- **STATED GOAL**: Copy the following data verbatim, with every line unchanged.

[BEGIN]

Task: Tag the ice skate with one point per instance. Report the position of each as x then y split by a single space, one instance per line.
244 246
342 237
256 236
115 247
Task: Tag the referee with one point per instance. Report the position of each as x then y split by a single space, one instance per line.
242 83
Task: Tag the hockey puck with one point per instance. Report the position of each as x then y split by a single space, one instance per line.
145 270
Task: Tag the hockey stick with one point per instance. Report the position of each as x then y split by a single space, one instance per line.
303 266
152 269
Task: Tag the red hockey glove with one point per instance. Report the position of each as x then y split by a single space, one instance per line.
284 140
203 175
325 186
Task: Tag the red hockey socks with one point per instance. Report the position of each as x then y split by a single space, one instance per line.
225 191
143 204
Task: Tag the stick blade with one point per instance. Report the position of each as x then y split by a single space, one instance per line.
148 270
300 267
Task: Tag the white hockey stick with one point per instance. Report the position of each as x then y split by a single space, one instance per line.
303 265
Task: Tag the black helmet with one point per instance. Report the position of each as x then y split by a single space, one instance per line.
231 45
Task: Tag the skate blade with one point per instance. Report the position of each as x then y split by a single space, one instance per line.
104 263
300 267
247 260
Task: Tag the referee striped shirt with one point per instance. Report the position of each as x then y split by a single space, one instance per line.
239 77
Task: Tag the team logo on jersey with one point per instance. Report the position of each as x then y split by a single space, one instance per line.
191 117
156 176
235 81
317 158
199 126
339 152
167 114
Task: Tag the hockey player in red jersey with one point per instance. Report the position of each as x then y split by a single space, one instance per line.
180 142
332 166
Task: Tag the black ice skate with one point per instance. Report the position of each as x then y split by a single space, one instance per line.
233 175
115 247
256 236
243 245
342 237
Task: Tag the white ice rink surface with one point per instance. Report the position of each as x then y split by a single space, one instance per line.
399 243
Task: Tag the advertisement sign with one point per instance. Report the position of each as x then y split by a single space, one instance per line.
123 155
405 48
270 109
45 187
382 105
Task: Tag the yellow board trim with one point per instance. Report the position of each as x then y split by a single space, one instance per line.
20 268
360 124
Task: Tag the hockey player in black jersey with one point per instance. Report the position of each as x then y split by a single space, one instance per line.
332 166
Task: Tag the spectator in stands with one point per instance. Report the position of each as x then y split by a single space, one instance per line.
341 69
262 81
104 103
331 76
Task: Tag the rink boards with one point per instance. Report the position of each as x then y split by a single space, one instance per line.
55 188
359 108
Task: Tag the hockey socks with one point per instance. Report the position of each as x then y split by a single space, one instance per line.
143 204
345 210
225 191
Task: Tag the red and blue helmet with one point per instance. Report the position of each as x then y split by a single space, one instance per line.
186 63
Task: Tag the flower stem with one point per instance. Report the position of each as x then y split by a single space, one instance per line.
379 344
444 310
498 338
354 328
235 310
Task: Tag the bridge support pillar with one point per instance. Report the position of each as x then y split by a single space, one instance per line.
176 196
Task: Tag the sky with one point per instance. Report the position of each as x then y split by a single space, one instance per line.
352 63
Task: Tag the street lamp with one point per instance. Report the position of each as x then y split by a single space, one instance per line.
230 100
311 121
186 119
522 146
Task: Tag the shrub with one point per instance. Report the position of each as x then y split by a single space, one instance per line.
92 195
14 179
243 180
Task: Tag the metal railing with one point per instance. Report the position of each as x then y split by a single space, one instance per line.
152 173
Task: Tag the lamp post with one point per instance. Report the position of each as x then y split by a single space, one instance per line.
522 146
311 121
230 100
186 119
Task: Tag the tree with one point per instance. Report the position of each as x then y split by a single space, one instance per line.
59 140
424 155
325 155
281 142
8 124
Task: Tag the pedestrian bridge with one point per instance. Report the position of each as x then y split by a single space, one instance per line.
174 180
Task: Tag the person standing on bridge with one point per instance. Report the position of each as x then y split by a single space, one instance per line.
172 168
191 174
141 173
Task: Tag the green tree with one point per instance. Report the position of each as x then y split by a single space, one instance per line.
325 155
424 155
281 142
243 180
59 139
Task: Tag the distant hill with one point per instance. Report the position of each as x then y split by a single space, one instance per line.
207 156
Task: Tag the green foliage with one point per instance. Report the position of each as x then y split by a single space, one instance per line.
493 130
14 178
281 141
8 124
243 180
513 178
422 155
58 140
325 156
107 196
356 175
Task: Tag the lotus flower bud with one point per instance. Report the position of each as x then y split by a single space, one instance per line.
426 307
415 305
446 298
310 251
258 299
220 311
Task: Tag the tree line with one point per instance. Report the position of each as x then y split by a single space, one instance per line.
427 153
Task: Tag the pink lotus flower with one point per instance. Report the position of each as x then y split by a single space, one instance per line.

[END]

- **FULL OUTPUT**:
Task: Tag the ice skate with one point per instance. Report the position of each as x then y split by a single space, one instance per line.
244 246
342 237
256 236
115 247
Task: Tag the referee with one point per instance. Report the position of each as x then y split by a single space, one instance per line.
242 83
Task: Tag the hockey puck with one point per instance. Report the position of each as x then y split by a single space, one instance per line.
145 270
Task: Tag the hockey stick with one point per instance. Report the position of each as x then y split by a single space, one instance per line.
303 266
152 269
Task: Tag the red hockey glove with one point per instance. Report the position of each as x then y split by a single space, one instance per line.
284 140
203 175
325 186
Task: Tag the red hockey socks with one point per instance. Report the position of each as x then y split by a single space, one instance per line.
225 191
143 204
Task: Tag the stick blade with one point per instance. Report the position of each as x then y split by a single space, one instance per line.
148 270
300 267
Task: Tag the white hockey stick with one point per instance. Report the position of each as x then y split by a single space, one instance per line.
303 265
Task: Tag the black helmet with one point per instance. Report the position of each as x then y split by a single space, one instance per line.
231 45
Task: Tag the skate blade with one point per instance. Report the position of each as x then y split by a single space, one instance per line.
104 263
300 267
247 260
Task: Tag the referee striped shirt with one point per instance. Report the position of each as x then y split by a single space, one instance per line.
239 77
Task: Tag the team logo on jersey with one point per instance. Report the position of each as x then y split by a single space, one instance per line.
191 117
156 176
235 81
317 158
199 126
339 152
167 114
Task: Tag the hockey player in red jersey with one point per instance. Report the position of each as x then y split by a single space, one instance per line.
180 142
332 166
Task: Tag the black ice skate with one point per instance. Report the position of each as x then y split by a single space, one instance per line.
233 175
115 247
256 236
243 245
342 237
Task: Tag the white ice rink surface with one point per instance. Report the position of each as x then y split by a single space, one instance per line.
399 243
Task: Tag the advertisement sign with one point per instance. Report the position of each as x then y split by a single space, one instance per line.
123 155
405 48
270 109
45 187
382 105
Task: Tag the yellow board trim with one point per instance. Report the position of each as x then y split by a single space, one instance per line.
20 268
360 124
Task: Tag the hockey player in black jersey with one point per instance. Report the position of each as x then y split by a single space, one instance per line.
332 166
Task: Tag the spectator in stands with one point per instance. Report the position of each as x then y split by a single space, one instance per line.
341 69
262 81
104 103
331 76
Task: Tag the rink boards with one point per instance. Report the position of each as x then y split by a single space, one instance per line.
55 188
359 108
Task: Tag the hockey socks with one point per instance. Report the position of each as x then y split by a single space, one instance per line.
143 204
345 210
225 191
Task: Tag the red and blue helmet with one point per instance. Report the position of each as x then y split by a single space, one instance per line.
186 63
Task: Tag the flower stem with one point per instance. Report the position of each as x then y split by a single space, one instance per line.
379 344
444 310
498 338
354 328
235 310
Task: Tag the bridge support pillar with one point per instance. Report the position of each as x then y split by a single space, one instance per line.
176 196
Task: Tag the sky with one point per instance. Report the position of each as x then y split by a single space, one instance per line.
352 63
Task: Tag the street lamp with one point per instance. Report the position of each as x then y split by a single space, one instance per line.
230 100
311 121
186 119
522 146
Task: Tag the shrub with one point per instance. Report the position of each as x then y split by a single space, one instance per line.
92 195
14 179
243 180
Task: Tag the metal railing with one point per instance. Report the position of each as x then y split by a single space, one instance per line.
152 173
Task: Tag the lamp post with one point per instance. Report the position of each as x then y split by a single space, one instance per line.
522 146
311 121
230 100
186 119
Task: Tag the tree with one point per instance. Report the position of each as x then y split by a single space, one instance per line.
59 140
424 155
325 155
281 142
8 124
Task: Tag the pedestrian bridge with one point per instance. Report the position of each as x then y split by a single space, one instance per line.
174 180
Task: Tag the person standing on bridge with one point per instance. Report the position of each as x then y split by a single space, one instance per line.
172 168
191 174
141 173
Task: Tag the green tree with one point per instance. Report the position of each as x then y split by a single space, one instance per line.
325 155
424 155
281 142
243 180
59 139
Task: Tag the distant hill with one point per instance. Report the position of each as x then y split by a single space, one instance per line.
207 156
Task: Tag the green foliage with one point per instance. Report the position of each as x then y split by a single space, one instance per line.
493 130
14 178
281 141
8 124
243 180
513 178
422 155
58 140
325 156
107 196
356 175
Task: Tag the lotus flower bud with one point per instance. Report the position of each as x then y split by a single space, one instance per line.
426 307
415 305
446 298
310 251
258 299
220 311
Task: Tag the tree line with one point per instance. Report the position of each as x then y split by a single space, one instance per line.
427 153
Task: Tag the pink lotus flower with one point per instance. Report the position of each as x then y split by a single space, one instance per line.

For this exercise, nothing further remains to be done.